▶ [Extrait du texte]:
•••
Comme (trop) souvent en France, il nous a fallu du temps – oh rien du tout, cinquante ans – pour enfin voir toute une pan de la culture ‘pulps’ traduite dans la langue de Molière. Mine de rien, bien que souvent vendu à l’origine dans des gares pour une modique somme et à destination avant tout d’un jeune public facilement impressionnable, ces courts récits de fantastique ou d’horreur tenant en général sur moins de dix pages ont véritablement façonné une bonne partie de la culture populaire américaine et fait flamber l’imagination de futurs réalisateurs comme Steven Spielberg ou George Lucas. Et accessoirement, ce fut en son temps une industrie florissante, pleine de titres éphémères mais aussi d’autres devenus ‘cultes’ par la suite.
•••
▶ [Exercices à résoudre]:
A: Répondez à ces questions sur le texte sur les pulps :
(i) Combien de temps a-t-il fallu pour voir cette culture traduite en français ?
(ii) Où ces récits étaient-ils souvent vendus à l'origine ?
(iii) Quels futurs réalisateurs sont cités ?
B: Dans le texte sur les pulps, recopiez le passage qui commence par les mots contenant « Comme (trop) souvent » et se termine par « par la suite. », en échangeant « gares » contre « kiosques ».
Le matériel provient d'une autre source que le texte sur les pulps.

▶ [Matériel fourni]:
•••
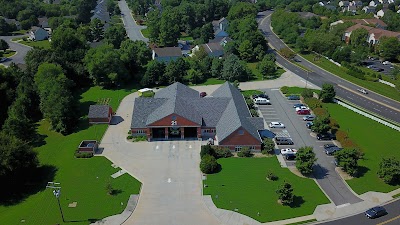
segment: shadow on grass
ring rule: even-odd
[[[304,204],[304,199],[301,196],[293,196],[293,202],[289,205],[290,208],[298,208]]]
[[[0,192],[0,205],[16,205],[30,195],[43,191],[46,189],[47,182],[54,180],[56,172],[56,167],[43,165],[10,177],[0,178],[3,184]]]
•••
▶ [Corrigé des exercices]:
A:
(i) Cinquante ans.
(ii) Dans des gares.
(iii) Steven Spielberg et George Lucas.

B:
Comme (trop) souvent en France, il nous a fallu du temps – oh rien du tout, cinquante ans – pour enfin voir toute une pan de la culture ‘pulps’ traduite dans la langue de Molière. Mine de rien, bien que souvent vendu à l’origine dans des kiosques pour une modique somme et à destination avant tout d’un jeune public facilement impressionnable, ces courts récits de fantastique ou d’horreur tenant en général sur moins de dix pages ont véritablement façonné une bonne partie de la culture populaire américaine et fait flamber l’imagination de futurs réalisateurs comme Steven Spielberg ou George Lucas. Et accessoirement, ce fut en son temps une industrie florissante, pleine de titres éphémères mais aussi d’autres devenus ‘cultes’ par la suite.